[Opening Selected excerpt section]

Maldives

NewYork Times

This Woman has composed an impassioned opinion on the article which not only resonated with many people of not only marginalized backgrounds but also have experienced the undesired side of tourism in their homelands. I highly encourage anyone to follow her perspective. Honestly she is spot on.

Therefore here is my weigh in on the controversy of the New York Times Maldives article. First of all of course the staff are going to “dote” as it was phrased within the piece on the guests. That is a part of Muslim hospitality whether they really are enjoying it or not. Secondly tourism in many places has become a necessary evil due to economy. Unfortunately with it often comes exploitation of the people, decimation of culture, land, respect for cultural laws, narcotics usage, trafficking and so on. People of the Maldives are facing the fact their island, their home is slowly disintegrating due to Global Warming. They’re facing the fact they may become refugees of this disintegration that has struck world wide. That furthermore met with the fact they’re now quarantined away from their friends, family, etc is a crime. Now the question of is tourism entirely wicked in and of itself?

[Closing Selected excerpt section]
[Opening Source material section]

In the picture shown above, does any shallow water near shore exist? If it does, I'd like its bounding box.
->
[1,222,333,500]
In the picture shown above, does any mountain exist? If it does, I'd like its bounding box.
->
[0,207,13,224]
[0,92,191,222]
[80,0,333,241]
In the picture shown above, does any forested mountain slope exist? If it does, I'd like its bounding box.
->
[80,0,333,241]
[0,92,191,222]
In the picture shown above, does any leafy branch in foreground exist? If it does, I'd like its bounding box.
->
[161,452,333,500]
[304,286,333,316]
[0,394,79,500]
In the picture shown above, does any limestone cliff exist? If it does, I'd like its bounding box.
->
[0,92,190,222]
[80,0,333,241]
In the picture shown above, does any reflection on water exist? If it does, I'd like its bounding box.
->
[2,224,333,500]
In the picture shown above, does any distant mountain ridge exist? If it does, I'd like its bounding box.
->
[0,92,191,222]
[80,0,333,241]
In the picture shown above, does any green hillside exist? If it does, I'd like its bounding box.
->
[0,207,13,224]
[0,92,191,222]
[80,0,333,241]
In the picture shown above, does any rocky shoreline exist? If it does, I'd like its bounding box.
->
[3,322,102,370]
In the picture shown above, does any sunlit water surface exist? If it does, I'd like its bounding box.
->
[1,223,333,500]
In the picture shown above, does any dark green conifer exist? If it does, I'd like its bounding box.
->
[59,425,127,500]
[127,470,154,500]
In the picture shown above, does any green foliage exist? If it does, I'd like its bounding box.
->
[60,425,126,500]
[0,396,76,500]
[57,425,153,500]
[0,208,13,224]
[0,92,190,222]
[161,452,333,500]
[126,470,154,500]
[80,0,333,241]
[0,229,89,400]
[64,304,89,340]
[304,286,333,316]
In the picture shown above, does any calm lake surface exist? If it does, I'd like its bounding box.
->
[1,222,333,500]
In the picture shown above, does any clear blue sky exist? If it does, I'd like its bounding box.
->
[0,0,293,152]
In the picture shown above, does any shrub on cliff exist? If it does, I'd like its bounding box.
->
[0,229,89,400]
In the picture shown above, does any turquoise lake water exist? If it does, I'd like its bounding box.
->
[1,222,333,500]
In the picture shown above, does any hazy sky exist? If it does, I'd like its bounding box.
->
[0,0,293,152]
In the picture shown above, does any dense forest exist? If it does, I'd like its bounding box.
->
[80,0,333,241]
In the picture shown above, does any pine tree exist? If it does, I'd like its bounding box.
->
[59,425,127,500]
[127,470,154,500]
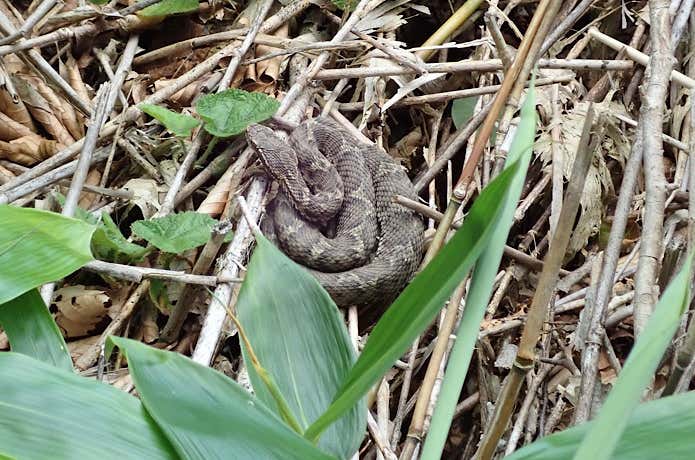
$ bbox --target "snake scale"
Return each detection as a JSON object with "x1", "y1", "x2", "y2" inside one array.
[{"x1": 246, "y1": 117, "x2": 424, "y2": 307}]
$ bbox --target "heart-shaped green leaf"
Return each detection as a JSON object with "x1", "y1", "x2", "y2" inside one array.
[
  {"x1": 130, "y1": 211, "x2": 232, "y2": 254},
  {"x1": 196, "y1": 88, "x2": 280, "y2": 137},
  {"x1": 138, "y1": 104, "x2": 200, "y2": 137}
]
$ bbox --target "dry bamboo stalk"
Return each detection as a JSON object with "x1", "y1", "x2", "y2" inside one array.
[{"x1": 314, "y1": 59, "x2": 633, "y2": 80}]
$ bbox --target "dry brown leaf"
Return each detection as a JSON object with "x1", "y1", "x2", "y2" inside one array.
[
  {"x1": 256, "y1": 23, "x2": 290, "y2": 85},
  {"x1": 14, "y1": 78, "x2": 75, "y2": 145},
  {"x1": 0, "y1": 134, "x2": 60, "y2": 166},
  {"x1": 77, "y1": 169, "x2": 101, "y2": 209},
  {"x1": 67, "y1": 335, "x2": 101, "y2": 362},
  {"x1": 0, "y1": 89, "x2": 36, "y2": 133},
  {"x1": 21, "y1": 75, "x2": 81, "y2": 145},
  {"x1": 196, "y1": 163, "x2": 238, "y2": 217},
  {"x1": 123, "y1": 179, "x2": 162, "y2": 219},
  {"x1": 142, "y1": 305, "x2": 159, "y2": 343},
  {"x1": 0, "y1": 112, "x2": 34, "y2": 141},
  {"x1": 51, "y1": 285, "x2": 111, "y2": 338}
]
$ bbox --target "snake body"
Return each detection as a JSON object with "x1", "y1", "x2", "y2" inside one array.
[{"x1": 247, "y1": 117, "x2": 424, "y2": 307}]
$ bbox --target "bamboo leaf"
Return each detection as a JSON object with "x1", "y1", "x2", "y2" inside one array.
[
  {"x1": 422, "y1": 82, "x2": 536, "y2": 459},
  {"x1": 0, "y1": 205, "x2": 95, "y2": 305},
  {"x1": 505, "y1": 392, "x2": 695, "y2": 460},
  {"x1": 107, "y1": 337, "x2": 331, "y2": 459},
  {"x1": 0, "y1": 289, "x2": 72, "y2": 371},
  {"x1": 305, "y1": 153, "x2": 519, "y2": 439},
  {"x1": 574, "y1": 253, "x2": 695, "y2": 460}
]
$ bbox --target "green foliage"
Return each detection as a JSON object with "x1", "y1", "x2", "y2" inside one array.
[
  {"x1": 130, "y1": 211, "x2": 232, "y2": 254},
  {"x1": 422, "y1": 79, "x2": 536, "y2": 458},
  {"x1": 92, "y1": 213, "x2": 150, "y2": 263},
  {"x1": 504, "y1": 391, "x2": 695, "y2": 460},
  {"x1": 107, "y1": 337, "x2": 331, "y2": 459},
  {"x1": 574, "y1": 253, "x2": 694, "y2": 460},
  {"x1": 451, "y1": 96, "x2": 480, "y2": 129},
  {"x1": 306, "y1": 153, "x2": 519, "y2": 439},
  {"x1": 0, "y1": 352, "x2": 179, "y2": 460},
  {"x1": 237, "y1": 235, "x2": 367, "y2": 458},
  {"x1": 138, "y1": 104, "x2": 200, "y2": 137},
  {"x1": 0, "y1": 205, "x2": 95, "y2": 304},
  {"x1": 196, "y1": 89, "x2": 280, "y2": 137},
  {"x1": 138, "y1": 0, "x2": 198, "y2": 17},
  {"x1": 0, "y1": 289, "x2": 72, "y2": 371}
]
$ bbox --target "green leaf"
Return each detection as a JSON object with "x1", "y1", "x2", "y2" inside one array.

[Closing Source material section]

§ **Instructions**:
**a.** In the post about the New York Times Maldives article, what does the writer say the people of the Maldives may become?
**b.** Continue the post about the New York Times Maldives article from its final sentence onward.

§ **Answers in order**:
**a.** Refugees of the disintegration caused by global warming.

**b.**
I would say no however often tourists are the worst offenders of every place, culture, people and so on they feel entitled to utilize for their Eurocentric (or may as well be) entitled privilege. When it comes to tourism and visiting a country that is not your own by any means there has to be a balance somewhere because there is too much ill intent that goes on in the name of mere “tourism” and “vacations” that destroys the people and regions laden with the activity of tourism. I noted to the poster on my experience visiting Morocco a year and a 1/2 ago how by the end of my time there I was about ready to bluntly put slap the hell out of every Eurocentric disrespectful tourist I came in contact with. It was nauseating and not a great experience for the much part of it. To be fair there were some great tourists but the rest of them it was down to either walk off or ignore, or drag them all over Morocco because even I felt disrespected for the locals. Perhaps it was due to the interpersonal fact I am Amazigh (Berber) not but 3–4 generations maybe it was just my sense of fundamental respect and knowledge… perhaps both. It seems the more marginalized a people and or place is the more tokenized it becomes.. and as we all are aware tokenization never produces positive outcomes.